• **About this exercise**:
Instruction for the entries that follow: retype exactly the lines from the line with "girl's pointing arm -> outline each instance" to the line with "white fiberglass panel", both included, and omit all others.

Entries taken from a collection
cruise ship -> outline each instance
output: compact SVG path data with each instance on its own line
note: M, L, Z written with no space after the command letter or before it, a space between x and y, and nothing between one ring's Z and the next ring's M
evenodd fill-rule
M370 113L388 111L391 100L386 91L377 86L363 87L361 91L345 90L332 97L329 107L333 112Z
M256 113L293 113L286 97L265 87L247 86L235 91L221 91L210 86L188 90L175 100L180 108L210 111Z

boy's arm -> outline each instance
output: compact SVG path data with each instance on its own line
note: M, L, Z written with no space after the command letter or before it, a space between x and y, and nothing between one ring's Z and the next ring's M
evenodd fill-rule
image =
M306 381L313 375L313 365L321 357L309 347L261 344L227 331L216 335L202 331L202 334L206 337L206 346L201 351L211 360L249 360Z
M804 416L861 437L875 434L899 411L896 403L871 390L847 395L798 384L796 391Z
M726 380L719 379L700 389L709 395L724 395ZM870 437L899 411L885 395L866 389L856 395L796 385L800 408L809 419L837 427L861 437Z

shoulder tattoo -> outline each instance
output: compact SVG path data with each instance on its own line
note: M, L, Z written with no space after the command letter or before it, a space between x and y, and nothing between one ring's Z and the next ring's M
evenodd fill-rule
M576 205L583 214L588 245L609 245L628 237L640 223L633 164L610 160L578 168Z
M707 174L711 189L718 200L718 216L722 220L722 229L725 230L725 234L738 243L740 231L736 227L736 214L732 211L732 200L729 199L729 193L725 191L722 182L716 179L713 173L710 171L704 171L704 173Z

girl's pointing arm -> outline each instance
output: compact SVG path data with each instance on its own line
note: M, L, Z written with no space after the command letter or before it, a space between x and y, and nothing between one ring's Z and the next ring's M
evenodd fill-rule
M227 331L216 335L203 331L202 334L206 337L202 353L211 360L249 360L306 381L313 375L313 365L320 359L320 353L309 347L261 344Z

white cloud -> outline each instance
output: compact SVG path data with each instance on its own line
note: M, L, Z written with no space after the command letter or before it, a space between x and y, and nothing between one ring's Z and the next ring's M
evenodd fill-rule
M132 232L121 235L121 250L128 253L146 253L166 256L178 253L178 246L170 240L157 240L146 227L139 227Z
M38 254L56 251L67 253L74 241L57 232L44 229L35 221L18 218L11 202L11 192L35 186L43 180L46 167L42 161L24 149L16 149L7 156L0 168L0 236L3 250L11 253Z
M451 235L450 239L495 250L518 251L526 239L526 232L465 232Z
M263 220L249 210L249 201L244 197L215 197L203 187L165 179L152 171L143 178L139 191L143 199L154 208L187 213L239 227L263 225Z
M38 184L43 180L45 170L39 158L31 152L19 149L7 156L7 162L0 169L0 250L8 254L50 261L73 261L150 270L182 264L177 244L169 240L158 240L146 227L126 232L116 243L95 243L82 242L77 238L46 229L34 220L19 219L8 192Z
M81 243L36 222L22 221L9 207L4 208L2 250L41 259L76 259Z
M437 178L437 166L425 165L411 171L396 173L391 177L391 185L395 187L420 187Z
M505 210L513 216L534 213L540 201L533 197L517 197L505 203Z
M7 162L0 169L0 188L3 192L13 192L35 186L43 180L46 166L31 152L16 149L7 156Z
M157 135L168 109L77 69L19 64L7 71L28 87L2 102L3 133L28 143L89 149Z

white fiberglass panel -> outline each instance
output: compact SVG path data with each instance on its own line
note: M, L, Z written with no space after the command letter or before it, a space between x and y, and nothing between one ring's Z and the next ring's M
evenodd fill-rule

• **Task answer**:
girl's pointing arm -> outline each instance
output: compact SVG path data with each instance on its own line
note: M, L, Z written with no space after the command letter or before it, a space between x and y, and nothing between one ring's Z and the next ring's M
evenodd fill-rule
M227 331L216 335L203 331L202 334L206 337L202 353L211 360L249 360L306 381L313 375L313 365L320 359L320 353L309 347L261 344Z

white cloud -> outline each instance
output: compact SVG path data with each instance on its own line
note: M, L, Z written with no space after the command letter or before it, a space between x and y, and nothing between one ring's Z and the next ring's M
evenodd fill-rule
M132 232L121 235L121 250L128 253L146 253L166 256L178 253L178 246L170 240L157 240L146 227L139 227Z
M38 254L56 251L67 253L74 241L57 232L44 229L35 221L18 218L11 202L11 192L35 186L43 180L46 167L42 161L24 149L16 149L7 156L0 168L0 236L3 250L11 253Z
M451 235L450 239L495 250L518 251L526 239L526 232L465 232Z
M263 220L249 210L249 201L244 197L215 197L203 187L165 179L152 171L143 178L139 191L143 199L154 208L187 213L239 227L263 225Z
M38 184L43 180L45 170L39 158L31 152L19 149L7 156L7 162L0 169L0 250L8 254L50 261L73 261L150 270L182 264L177 244L169 240L158 240L146 227L126 232L116 243L95 243L82 242L77 238L46 229L34 220L19 219L8 192Z
M81 243L36 222L22 221L9 207L4 208L2 250L41 259L76 259Z
M437 178L437 166L425 165L411 171L396 173L391 177L391 185L395 187L420 187Z
M505 210L513 216L534 213L540 201L533 197L517 197L505 203Z
M7 162L0 169L0 188L3 192L13 192L35 186L43 180L46 166L31 152L16 149L7 156Z
M157 135L168 109L77 69L19 64L7 71L28 87L2 102L3 133L28 143L89 149Z

white fiberglass panel -> outline each instance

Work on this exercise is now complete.